EXTRACTED ENTRIES:
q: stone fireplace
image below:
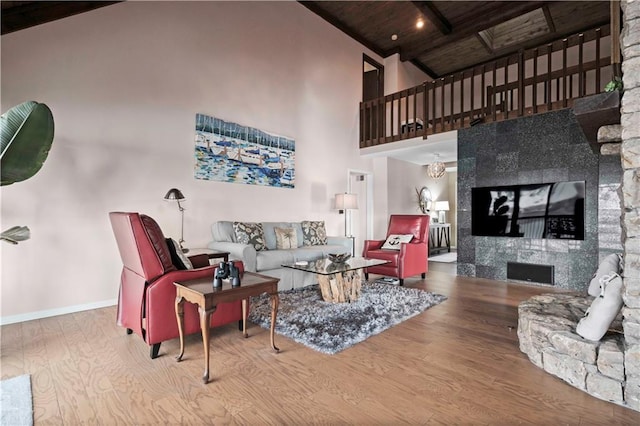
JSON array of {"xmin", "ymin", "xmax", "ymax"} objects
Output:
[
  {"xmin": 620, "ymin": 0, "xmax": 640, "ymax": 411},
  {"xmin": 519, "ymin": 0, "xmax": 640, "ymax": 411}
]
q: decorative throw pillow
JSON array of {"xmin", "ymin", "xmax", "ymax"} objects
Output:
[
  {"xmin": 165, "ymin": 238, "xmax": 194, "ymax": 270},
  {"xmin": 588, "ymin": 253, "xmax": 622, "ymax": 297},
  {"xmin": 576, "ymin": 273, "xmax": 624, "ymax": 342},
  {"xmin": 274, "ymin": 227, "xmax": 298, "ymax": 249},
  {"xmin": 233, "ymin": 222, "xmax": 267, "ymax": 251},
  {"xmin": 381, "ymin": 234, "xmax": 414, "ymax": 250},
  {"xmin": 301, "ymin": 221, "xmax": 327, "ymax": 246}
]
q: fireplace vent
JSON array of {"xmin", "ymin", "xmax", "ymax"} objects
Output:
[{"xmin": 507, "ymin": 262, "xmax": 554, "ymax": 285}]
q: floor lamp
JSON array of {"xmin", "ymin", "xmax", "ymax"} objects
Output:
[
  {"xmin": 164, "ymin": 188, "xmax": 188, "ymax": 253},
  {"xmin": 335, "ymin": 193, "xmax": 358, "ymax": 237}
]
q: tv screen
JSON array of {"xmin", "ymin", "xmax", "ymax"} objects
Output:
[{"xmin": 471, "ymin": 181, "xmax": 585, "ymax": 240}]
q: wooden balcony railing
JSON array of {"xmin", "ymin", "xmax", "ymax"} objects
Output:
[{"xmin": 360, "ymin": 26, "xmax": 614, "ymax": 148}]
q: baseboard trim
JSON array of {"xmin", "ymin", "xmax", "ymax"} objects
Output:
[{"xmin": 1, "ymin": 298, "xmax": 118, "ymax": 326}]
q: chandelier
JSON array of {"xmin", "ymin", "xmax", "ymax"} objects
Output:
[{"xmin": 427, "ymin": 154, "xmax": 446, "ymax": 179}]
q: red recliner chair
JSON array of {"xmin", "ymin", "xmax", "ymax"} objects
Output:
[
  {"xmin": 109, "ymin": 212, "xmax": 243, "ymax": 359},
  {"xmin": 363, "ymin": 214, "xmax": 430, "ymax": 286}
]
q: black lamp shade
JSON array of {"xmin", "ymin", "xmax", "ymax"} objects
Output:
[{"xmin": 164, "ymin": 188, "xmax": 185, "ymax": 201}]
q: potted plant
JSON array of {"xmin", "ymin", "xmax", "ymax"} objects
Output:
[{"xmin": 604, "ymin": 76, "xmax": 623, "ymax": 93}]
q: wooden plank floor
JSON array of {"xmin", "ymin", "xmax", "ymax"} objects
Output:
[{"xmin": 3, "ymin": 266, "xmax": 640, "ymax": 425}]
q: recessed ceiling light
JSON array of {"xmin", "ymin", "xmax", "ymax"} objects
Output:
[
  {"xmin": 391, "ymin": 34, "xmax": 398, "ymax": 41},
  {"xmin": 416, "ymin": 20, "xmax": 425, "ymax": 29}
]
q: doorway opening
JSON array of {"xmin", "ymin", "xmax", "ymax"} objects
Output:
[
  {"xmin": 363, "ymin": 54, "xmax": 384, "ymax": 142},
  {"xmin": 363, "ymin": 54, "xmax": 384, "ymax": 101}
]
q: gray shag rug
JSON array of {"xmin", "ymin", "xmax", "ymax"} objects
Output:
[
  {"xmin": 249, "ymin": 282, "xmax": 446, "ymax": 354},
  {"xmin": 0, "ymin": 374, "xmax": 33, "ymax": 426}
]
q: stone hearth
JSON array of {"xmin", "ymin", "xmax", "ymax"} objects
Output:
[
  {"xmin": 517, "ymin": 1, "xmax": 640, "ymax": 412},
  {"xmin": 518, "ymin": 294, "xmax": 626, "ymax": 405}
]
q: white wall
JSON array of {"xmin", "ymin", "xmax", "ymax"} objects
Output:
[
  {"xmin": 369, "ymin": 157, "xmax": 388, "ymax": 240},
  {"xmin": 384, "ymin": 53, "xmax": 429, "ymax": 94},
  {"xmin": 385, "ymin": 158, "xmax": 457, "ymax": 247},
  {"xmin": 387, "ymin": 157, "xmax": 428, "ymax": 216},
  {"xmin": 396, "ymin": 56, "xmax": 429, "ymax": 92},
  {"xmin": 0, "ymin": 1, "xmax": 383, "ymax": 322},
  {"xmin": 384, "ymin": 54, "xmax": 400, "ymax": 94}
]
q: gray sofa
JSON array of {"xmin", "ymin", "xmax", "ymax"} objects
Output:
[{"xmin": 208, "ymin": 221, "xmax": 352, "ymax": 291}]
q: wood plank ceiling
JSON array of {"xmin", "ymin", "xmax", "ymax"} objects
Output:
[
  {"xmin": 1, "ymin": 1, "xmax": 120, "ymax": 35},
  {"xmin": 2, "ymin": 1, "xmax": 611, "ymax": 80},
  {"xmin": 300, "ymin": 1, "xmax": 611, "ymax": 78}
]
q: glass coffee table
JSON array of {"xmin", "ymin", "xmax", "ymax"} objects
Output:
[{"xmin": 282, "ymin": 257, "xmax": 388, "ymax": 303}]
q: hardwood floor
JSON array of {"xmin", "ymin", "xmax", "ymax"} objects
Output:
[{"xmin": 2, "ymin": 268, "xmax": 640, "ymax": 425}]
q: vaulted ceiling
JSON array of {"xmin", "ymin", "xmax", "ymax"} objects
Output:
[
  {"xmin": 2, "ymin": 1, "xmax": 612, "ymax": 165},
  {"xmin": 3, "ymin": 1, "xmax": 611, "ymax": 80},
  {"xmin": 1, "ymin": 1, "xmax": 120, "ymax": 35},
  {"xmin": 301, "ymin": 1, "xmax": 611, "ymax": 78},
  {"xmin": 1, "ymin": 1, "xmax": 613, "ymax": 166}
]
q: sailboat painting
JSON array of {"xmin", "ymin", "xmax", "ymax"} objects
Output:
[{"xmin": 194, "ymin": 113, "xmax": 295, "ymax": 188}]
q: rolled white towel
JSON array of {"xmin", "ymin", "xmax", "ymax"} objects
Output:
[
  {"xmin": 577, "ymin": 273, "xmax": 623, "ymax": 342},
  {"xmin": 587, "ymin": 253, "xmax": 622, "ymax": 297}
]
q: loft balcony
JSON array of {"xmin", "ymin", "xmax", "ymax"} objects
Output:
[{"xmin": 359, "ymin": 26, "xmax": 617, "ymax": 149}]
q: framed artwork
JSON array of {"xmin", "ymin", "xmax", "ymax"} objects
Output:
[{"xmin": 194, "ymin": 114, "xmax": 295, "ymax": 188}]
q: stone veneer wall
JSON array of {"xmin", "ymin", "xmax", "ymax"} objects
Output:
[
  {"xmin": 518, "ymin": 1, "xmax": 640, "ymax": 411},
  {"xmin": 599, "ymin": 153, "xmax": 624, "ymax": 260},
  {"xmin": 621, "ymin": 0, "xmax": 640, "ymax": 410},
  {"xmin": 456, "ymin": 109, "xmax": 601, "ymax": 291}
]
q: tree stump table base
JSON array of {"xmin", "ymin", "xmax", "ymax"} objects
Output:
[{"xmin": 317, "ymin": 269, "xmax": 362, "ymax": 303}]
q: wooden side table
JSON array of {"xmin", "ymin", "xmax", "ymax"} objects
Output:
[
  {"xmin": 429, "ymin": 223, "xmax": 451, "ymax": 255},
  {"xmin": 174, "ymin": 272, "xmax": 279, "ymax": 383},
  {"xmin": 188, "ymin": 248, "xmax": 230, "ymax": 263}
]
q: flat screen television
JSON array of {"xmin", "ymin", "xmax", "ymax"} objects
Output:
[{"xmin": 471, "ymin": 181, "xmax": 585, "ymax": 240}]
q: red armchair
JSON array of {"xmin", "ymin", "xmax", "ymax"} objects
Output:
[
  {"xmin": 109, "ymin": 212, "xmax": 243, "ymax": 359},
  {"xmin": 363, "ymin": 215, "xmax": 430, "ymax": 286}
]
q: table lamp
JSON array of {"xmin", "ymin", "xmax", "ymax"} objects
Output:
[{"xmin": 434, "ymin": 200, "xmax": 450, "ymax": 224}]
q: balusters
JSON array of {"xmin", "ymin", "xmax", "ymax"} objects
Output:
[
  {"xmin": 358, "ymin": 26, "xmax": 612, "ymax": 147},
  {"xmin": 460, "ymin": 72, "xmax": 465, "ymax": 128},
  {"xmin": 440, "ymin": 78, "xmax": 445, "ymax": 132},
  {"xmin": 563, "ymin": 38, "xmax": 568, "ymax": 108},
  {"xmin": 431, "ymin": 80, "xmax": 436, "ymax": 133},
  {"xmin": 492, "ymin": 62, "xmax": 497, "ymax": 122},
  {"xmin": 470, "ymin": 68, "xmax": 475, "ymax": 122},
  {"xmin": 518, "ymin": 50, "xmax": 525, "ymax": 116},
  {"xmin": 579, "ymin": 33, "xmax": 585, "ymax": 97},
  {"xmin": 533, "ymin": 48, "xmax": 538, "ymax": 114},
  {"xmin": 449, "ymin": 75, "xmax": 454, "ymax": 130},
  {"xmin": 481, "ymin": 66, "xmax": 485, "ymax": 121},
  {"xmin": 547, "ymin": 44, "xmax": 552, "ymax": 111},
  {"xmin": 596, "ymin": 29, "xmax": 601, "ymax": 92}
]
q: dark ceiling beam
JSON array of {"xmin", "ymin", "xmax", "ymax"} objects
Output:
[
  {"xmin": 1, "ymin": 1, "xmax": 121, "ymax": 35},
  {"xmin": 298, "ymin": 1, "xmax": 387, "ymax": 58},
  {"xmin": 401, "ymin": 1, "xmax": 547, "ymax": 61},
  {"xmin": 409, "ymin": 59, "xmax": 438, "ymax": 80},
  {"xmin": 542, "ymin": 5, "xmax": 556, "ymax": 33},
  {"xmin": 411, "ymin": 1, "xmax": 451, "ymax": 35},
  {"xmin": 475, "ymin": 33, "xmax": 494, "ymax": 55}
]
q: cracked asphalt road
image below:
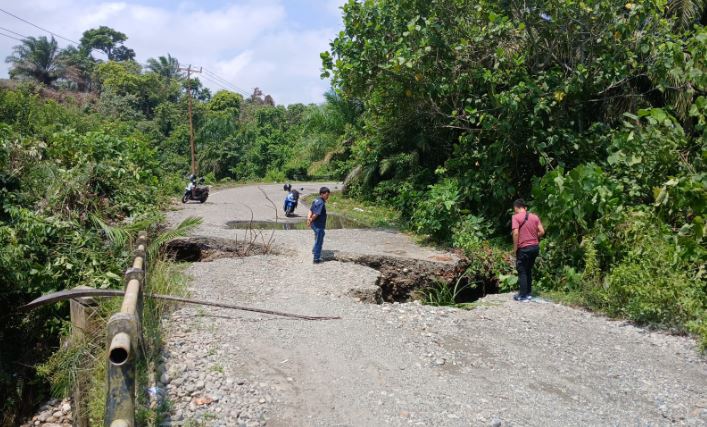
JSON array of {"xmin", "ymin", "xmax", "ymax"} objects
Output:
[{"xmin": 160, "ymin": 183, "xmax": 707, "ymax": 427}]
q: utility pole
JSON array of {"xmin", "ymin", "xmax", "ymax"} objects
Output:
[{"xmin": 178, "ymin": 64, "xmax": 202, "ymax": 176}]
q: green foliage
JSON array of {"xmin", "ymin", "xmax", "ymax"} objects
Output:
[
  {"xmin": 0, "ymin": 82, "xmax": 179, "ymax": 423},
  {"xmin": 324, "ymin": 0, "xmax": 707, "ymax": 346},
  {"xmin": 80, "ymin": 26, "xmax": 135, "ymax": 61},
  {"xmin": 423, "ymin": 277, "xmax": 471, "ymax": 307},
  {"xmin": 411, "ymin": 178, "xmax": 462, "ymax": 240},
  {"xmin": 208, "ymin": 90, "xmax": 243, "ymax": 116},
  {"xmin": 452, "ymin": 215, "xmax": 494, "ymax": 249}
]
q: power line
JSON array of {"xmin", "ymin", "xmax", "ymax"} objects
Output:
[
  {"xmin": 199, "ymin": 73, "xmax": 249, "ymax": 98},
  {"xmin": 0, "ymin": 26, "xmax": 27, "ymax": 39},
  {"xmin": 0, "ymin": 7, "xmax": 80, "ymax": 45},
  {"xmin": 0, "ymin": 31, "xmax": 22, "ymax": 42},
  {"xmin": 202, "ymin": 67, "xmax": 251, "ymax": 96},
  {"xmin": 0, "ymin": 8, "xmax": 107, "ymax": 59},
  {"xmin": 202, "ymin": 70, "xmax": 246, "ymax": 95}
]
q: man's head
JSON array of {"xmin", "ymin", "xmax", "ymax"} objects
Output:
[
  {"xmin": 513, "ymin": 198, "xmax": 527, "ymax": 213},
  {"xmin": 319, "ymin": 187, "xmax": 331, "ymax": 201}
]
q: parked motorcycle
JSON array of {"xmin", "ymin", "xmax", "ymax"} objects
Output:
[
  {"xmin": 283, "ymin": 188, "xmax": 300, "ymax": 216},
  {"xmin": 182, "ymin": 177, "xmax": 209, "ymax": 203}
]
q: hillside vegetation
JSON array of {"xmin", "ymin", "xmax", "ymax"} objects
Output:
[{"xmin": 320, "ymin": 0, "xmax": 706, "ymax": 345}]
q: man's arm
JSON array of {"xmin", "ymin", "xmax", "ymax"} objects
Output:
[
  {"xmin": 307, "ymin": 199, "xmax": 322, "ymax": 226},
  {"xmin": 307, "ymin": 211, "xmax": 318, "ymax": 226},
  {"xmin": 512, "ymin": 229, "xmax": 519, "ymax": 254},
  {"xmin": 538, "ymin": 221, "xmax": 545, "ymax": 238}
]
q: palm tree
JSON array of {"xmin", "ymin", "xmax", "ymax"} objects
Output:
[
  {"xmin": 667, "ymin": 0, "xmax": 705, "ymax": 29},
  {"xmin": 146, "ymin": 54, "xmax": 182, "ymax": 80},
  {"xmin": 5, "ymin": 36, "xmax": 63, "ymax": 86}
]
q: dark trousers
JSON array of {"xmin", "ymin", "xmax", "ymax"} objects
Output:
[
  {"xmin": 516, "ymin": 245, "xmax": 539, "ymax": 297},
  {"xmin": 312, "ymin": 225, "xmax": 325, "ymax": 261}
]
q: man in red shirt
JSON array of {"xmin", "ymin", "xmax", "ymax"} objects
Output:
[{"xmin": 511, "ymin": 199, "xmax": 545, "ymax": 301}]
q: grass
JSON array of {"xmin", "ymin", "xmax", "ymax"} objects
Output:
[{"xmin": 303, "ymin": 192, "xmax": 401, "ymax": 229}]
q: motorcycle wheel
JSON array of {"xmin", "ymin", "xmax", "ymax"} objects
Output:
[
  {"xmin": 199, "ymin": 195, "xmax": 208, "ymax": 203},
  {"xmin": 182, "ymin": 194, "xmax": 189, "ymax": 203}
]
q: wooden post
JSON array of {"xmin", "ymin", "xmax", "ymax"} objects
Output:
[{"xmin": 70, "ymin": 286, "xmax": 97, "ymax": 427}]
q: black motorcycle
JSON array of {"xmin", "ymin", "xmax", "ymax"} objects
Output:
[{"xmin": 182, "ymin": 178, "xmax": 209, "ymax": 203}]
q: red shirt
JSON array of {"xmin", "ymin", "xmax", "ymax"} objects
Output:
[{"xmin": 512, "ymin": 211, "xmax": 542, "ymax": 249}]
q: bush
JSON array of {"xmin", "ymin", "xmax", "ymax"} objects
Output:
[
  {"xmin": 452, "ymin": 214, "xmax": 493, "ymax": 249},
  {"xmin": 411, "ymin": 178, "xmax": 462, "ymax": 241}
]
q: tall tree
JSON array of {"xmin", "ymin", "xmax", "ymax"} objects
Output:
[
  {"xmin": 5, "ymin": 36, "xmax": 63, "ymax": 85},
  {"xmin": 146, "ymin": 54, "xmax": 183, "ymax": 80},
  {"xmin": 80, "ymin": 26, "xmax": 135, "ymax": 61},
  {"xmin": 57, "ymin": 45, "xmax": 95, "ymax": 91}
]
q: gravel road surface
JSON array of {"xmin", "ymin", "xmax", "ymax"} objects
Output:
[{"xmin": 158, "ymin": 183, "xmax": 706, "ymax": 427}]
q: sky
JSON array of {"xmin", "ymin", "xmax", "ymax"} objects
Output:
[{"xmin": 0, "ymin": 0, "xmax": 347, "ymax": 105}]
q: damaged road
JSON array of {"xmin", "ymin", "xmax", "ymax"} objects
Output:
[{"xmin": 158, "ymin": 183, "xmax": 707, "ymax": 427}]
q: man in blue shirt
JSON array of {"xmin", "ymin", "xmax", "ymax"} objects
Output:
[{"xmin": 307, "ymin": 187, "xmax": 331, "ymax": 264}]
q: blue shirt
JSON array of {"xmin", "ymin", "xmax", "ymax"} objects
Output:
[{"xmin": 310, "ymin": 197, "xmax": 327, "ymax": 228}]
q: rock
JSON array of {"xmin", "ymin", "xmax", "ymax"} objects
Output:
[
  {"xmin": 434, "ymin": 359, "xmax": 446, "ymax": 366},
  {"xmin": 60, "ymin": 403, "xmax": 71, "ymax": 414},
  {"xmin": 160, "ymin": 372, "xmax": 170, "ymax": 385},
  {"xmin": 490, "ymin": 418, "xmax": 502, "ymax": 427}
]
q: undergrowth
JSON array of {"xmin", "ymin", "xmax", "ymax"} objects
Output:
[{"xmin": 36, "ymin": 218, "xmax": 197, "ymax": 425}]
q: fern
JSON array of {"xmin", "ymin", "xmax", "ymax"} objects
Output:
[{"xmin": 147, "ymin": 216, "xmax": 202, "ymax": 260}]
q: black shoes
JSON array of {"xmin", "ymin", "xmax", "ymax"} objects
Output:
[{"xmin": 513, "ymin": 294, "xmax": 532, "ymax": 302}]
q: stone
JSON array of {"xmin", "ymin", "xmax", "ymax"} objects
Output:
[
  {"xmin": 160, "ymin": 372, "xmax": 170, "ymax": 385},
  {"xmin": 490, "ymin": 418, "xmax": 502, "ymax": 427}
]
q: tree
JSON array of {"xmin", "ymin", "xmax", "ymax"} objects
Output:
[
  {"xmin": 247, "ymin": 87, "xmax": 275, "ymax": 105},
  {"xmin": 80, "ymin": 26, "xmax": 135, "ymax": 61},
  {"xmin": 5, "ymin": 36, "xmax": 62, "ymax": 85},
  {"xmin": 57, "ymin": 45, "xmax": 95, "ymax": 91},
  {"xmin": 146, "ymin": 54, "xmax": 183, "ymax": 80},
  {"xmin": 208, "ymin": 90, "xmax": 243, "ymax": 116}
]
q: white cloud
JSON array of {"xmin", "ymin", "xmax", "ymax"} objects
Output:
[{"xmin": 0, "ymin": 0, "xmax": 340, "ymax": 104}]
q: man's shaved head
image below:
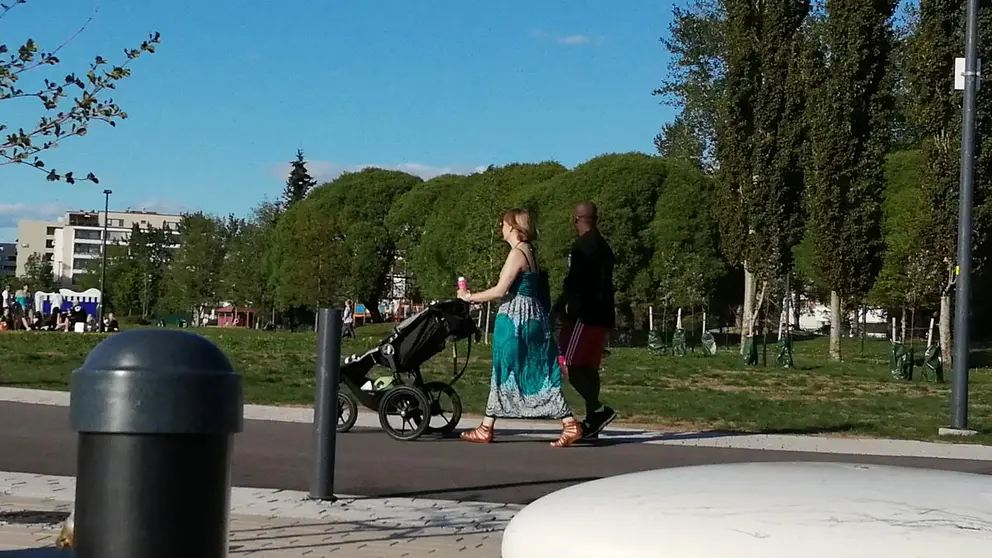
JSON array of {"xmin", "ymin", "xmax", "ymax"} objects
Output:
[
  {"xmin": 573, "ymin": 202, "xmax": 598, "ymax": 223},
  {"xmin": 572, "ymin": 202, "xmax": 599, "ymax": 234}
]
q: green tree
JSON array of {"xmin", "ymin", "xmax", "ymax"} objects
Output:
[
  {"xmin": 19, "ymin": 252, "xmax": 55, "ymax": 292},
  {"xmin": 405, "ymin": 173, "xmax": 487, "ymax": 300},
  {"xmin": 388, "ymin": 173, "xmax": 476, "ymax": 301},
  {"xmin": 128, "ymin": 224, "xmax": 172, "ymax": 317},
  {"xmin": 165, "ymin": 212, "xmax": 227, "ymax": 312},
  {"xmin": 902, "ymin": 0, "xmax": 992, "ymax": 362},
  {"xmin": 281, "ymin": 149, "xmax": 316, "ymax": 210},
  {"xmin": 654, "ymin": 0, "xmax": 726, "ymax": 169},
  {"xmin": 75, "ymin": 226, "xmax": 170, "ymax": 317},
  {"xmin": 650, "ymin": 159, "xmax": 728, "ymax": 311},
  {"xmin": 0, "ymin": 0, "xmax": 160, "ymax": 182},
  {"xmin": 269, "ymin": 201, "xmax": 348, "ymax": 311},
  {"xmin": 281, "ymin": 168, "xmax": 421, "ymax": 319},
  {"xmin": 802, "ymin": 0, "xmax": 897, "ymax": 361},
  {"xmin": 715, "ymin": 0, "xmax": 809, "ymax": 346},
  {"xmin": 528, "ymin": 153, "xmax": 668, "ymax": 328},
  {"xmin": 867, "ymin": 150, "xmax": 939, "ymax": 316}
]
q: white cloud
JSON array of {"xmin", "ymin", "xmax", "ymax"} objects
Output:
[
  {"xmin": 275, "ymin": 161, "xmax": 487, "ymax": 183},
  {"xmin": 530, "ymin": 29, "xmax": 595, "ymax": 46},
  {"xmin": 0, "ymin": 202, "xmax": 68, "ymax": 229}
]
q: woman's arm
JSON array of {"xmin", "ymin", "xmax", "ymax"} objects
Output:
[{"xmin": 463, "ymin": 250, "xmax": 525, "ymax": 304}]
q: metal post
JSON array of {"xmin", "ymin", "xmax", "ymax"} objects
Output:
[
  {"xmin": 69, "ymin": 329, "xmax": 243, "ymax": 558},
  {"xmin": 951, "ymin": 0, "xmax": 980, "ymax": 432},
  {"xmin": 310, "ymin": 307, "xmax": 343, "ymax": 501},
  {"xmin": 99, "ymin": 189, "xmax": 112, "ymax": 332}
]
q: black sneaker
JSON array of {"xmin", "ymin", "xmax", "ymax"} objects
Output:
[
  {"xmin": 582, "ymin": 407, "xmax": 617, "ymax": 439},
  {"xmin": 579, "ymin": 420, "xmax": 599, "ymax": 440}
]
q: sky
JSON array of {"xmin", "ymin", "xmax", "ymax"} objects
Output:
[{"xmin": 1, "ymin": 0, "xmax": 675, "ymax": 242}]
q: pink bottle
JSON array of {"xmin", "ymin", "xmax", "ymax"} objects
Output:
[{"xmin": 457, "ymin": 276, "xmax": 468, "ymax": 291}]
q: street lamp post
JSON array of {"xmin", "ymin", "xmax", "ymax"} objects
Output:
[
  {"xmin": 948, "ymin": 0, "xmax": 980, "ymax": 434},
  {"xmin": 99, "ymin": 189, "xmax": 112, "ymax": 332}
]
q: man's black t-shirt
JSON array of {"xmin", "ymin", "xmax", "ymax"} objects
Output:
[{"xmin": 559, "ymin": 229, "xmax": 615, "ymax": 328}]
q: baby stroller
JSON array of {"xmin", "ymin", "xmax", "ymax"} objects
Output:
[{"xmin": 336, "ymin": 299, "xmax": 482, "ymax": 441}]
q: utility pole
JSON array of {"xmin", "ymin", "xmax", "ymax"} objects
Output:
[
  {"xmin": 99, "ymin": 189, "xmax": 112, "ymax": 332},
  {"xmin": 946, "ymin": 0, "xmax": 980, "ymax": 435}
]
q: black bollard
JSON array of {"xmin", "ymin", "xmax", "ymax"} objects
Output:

WHAT TO PRODUCE:
Write down exactly the line with "q: pink bottle", then each line after it through the end of the data.

RESULT OF THE TASK:
q: pink bottle
JSON array of {"xmin", "ymin", "xmax", "ymax"} objects
Output:
[{"xmin": 457, "ymin": 276, "xmax": 468, "ymax": 291}]
q: street lamp post
JSON array of {"xmin", "ymin", "xmax", "ymax"} objects
Output:
[
  {"xmin": 948, "ymin": 0, "xmax": 980, "ymax": 434},
  {"xmin": 99, "ymin": 189, "xmax": 112, "ymax": 332}
]
q: man's black t-shirt
JSON array of {"xmin", "ymin", "xmax", "ymax"} objects
Output:
[{"xmin": 559, "ymin": 229, "xmax": 615, "ymax": 328}]
q: baby stroller
JSON array of {"xmin", "ymin", "xmax", "ymax"} objects
Output:
[{"xmin": 336, "ymin": 299, "xmax": 482, "ymax": 441}]
q: utility pole
JSON array of {"xmin", "ymin", "xmax", "ymax"} objects
Output:
[
  {"xmin": 99, "ymin": 189, "xmax": 112, "ymax": 332},
  {"xmin": 946, "ymin": 0, "xmax": 980, "ymax": 435}
]
q: black bollard
JSON array of {"xmin", "ymin", "xmax", "ymax"} objects
Output:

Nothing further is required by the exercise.